**Reading text**.
···

# Happy Birthday June



## texasred (Jan 29, 2012)

My spoiled red dog is 7 today. 
Shopping with me this morning for bull sticks. Then new toys, and homemade muffins.


----------



## texasred (Jan 29, 2012)

Cash joining in on the fun.
https://youtu.be/UzwfWRx-0yQ


----------



## jld640 (Sep 29, 2010)

Happy Birthday! Sounds like a great way to spend the day.


----------



## Canadian Expy (Feb 27, 2013)

Happy Birthday June! Sounds like a wonderful birthday! 

Sent from my Nexus 5X using Tapatalk


----------



## texasred (Jan 29, 2012)

Muffin, and then a nap with her toy.


----------



## einspänner (Sep 8, 2012)

Happy Birthday, pretty girl!


----------



## texasred (Jan 29, 2012)

Seems like just yesterday she was this tiny, and Cash was infatuated with her.


----------



## hecallsmebama (Mar 31, 2016)

Sweet puppy pic and love the snooze with the new toy! So sweet!


----------



## pippylongstocking (May 21, 2012)

Happy Birthday June! 😀😀😀


----------



## MCD (May 4, 2013)

Happy Birthday June!


----------



## Anida (Jun 10, 2016)

Happy Birthday June!


----------



## weez (Sep 26, 2014)

A little late, but Happy Birthday June!


----------



## harrigab (Aug 21, 2011)

belated birthday wishes June


----------

···

**Data excerpts**.
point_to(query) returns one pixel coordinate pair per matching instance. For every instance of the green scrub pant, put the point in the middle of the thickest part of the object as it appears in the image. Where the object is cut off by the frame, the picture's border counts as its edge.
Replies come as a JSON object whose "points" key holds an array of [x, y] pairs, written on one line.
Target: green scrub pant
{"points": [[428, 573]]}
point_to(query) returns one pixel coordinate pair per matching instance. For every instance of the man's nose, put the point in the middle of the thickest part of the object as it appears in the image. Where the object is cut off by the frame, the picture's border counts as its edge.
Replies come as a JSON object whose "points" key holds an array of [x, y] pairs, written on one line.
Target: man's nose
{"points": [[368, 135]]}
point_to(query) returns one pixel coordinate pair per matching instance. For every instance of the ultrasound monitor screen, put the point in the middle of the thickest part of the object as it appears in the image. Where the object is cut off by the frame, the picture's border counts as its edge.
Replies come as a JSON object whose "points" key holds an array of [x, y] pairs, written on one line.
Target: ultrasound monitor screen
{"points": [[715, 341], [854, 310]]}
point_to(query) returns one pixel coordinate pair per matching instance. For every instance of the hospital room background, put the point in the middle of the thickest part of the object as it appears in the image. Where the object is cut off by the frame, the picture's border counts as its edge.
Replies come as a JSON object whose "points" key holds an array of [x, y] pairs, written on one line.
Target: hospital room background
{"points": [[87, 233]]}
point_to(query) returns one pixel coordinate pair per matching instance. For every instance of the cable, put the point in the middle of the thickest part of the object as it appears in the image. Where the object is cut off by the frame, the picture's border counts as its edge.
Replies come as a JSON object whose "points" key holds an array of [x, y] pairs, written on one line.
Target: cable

···

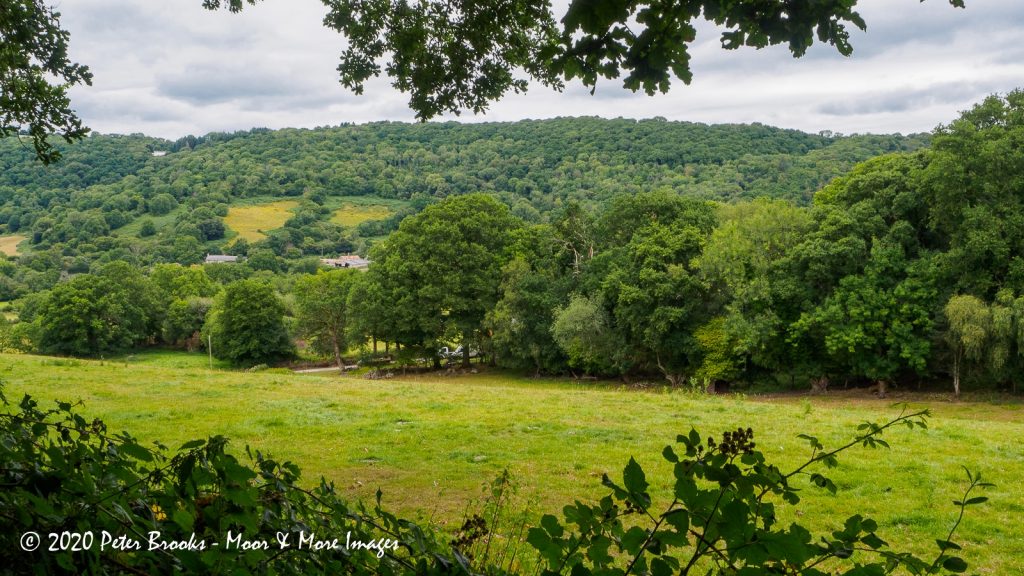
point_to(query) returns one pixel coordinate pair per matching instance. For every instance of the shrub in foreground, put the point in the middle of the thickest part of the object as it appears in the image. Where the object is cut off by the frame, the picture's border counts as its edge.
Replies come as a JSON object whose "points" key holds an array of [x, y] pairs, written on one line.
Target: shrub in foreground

···

**Tasks for this exercise**.
1. Answer these about the birthday thread:
(a) How old is June turning?
(b) What did June do after her muffin?
(c) What device was Canadian Expy's post sent from?
2. Duplicate the birthday thread, starting at the words "# Happy Birthday" and ending at the words "and homemade muffins.".

**Task-by-task solutions**.
1.
(a) 7
(b) She took a nap with her toy.
(c) A Nexus 5X

2.
# Happy Birthday June



## texasred (Jan 29, 2012)

My spoiled red dog is 7 today. 
Shopping with me this morning for bull sticks. Then new toys, and homemade muffins.